# SHORT PROBLEM:
Reproduce the lines below verbatim, starting with the line that contains "Pick out the sunglasses" and continuing through the line that contains "<point>764,532</point>".

#### RAW DATA ####

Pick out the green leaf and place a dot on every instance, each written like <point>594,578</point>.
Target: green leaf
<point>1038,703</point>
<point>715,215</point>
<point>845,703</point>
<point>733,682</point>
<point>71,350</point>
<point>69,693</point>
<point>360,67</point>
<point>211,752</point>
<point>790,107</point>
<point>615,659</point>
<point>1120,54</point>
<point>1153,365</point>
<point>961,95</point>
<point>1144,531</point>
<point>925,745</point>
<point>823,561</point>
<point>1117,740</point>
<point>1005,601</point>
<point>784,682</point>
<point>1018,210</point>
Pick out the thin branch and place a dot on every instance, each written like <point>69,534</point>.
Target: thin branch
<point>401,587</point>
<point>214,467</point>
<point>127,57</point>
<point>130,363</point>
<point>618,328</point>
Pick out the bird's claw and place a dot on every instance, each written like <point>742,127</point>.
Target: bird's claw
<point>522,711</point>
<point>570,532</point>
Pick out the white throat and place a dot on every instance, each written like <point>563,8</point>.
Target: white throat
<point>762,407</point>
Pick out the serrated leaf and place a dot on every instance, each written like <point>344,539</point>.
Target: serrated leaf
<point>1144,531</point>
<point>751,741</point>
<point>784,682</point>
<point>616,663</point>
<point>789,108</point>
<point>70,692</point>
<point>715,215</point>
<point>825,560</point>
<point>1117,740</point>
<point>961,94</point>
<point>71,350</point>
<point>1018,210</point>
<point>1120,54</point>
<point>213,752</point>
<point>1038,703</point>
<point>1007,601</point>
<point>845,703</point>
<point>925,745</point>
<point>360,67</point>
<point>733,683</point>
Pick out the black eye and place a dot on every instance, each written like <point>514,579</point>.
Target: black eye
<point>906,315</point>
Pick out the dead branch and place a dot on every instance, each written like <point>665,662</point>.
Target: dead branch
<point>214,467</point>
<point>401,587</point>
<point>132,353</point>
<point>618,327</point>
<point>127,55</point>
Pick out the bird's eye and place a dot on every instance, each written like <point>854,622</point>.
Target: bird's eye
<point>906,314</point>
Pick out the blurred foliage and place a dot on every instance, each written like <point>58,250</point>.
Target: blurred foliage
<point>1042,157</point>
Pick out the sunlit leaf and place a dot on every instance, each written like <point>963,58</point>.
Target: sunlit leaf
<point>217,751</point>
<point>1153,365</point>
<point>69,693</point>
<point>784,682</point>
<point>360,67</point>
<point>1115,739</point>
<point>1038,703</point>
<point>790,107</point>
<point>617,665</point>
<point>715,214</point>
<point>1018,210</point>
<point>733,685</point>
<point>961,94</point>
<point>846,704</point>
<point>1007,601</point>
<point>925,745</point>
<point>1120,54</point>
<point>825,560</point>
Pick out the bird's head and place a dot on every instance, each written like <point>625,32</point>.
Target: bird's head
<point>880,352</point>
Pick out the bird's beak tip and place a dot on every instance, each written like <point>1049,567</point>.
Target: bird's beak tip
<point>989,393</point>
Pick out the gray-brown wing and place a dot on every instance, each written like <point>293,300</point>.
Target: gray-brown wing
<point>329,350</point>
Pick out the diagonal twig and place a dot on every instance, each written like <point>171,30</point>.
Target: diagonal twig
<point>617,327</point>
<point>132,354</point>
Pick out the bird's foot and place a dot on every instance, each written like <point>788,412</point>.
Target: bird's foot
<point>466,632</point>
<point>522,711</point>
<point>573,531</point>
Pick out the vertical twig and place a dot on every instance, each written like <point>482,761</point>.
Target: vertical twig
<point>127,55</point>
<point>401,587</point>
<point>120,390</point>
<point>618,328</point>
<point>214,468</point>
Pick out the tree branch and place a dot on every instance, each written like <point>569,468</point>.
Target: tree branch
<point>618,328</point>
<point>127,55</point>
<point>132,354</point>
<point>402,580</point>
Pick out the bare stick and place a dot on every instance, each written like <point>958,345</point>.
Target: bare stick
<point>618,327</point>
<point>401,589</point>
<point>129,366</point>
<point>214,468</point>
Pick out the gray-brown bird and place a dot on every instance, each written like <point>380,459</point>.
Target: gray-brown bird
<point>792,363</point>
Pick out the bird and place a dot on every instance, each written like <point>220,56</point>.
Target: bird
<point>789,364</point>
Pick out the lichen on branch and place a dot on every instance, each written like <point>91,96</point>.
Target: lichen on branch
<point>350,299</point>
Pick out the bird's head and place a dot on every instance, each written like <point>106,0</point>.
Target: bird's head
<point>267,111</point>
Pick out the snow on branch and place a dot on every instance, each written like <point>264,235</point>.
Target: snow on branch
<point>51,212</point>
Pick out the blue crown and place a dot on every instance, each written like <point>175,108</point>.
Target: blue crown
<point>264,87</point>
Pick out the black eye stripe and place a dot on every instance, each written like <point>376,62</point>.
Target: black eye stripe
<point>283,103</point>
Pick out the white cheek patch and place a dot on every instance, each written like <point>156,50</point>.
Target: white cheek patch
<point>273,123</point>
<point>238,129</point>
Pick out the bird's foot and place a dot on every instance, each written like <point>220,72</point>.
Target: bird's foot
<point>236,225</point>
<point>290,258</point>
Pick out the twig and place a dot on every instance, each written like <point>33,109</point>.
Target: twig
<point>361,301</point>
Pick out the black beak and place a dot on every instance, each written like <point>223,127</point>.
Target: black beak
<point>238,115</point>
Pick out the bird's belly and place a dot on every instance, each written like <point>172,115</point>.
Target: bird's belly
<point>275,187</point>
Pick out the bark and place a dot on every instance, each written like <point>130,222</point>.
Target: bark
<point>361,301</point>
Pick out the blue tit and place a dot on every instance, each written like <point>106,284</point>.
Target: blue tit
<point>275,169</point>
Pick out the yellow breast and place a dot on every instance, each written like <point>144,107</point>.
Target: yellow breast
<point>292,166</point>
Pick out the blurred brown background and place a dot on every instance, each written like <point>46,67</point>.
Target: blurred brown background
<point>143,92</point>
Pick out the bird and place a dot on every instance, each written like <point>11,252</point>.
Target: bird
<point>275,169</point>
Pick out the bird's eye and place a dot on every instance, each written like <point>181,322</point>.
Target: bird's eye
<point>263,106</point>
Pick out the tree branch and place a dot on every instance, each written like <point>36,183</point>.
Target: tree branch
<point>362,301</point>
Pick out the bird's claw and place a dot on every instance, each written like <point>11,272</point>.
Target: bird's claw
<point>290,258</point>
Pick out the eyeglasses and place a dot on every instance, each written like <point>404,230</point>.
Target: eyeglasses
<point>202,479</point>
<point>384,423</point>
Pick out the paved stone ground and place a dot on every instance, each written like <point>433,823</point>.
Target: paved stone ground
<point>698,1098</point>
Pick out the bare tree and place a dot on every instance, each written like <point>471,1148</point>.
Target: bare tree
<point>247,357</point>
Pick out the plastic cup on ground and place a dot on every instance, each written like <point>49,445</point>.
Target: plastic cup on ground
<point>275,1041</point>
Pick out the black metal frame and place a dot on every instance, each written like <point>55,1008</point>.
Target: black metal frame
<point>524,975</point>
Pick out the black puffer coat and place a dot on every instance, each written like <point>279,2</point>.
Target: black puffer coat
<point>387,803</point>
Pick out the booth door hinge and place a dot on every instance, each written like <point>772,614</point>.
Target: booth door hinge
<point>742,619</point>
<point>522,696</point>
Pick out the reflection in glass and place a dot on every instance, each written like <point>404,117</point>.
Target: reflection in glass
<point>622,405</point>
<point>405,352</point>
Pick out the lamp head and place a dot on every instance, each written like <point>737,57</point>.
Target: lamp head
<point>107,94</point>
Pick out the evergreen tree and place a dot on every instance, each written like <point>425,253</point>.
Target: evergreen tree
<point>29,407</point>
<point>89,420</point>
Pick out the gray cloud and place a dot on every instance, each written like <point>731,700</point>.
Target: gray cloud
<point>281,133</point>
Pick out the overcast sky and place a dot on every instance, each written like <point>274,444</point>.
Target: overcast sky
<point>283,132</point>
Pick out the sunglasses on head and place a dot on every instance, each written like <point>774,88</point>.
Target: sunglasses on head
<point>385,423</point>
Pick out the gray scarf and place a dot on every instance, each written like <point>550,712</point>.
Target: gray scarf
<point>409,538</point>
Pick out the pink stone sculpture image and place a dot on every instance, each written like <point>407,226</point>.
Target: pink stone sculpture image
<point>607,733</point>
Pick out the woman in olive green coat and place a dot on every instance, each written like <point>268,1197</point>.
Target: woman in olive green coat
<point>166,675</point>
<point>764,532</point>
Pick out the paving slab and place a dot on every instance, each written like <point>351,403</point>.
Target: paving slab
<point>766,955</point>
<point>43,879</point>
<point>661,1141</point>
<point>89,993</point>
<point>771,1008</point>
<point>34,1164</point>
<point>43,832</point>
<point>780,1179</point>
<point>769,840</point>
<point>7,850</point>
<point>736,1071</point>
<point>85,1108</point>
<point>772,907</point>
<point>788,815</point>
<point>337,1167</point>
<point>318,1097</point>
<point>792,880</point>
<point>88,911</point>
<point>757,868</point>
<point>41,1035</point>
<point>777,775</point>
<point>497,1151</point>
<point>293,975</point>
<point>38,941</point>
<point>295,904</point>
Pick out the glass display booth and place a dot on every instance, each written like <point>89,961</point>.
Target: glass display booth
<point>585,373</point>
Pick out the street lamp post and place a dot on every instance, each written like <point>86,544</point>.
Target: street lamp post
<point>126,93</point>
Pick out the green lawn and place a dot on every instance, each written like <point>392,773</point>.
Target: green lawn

####

# RESPONSE TO THIS EXERCISE:
Pick out the sunglasses on head and place a dot on every instance, each written like <point>774,88</point>.
Target: sunglasses on head
<point>385,423</point>
Pick out the gray scarf and place a dot on every instance, each written like <point>550,712</point>.
Target: gray scarf
<point>409,538</point>
Pick out the pink stone sculpture image and place a dot on every instance, each written like <point>407,226</point>.
Target: pink stone sculpture image
<point>607,733</point>
Pick out the woman in olive green coat and place a dot on every instance, each written like <point>268,1197</point>.
Target: woman in olive green coat
<point>166,675</point>
<point>764,532</point>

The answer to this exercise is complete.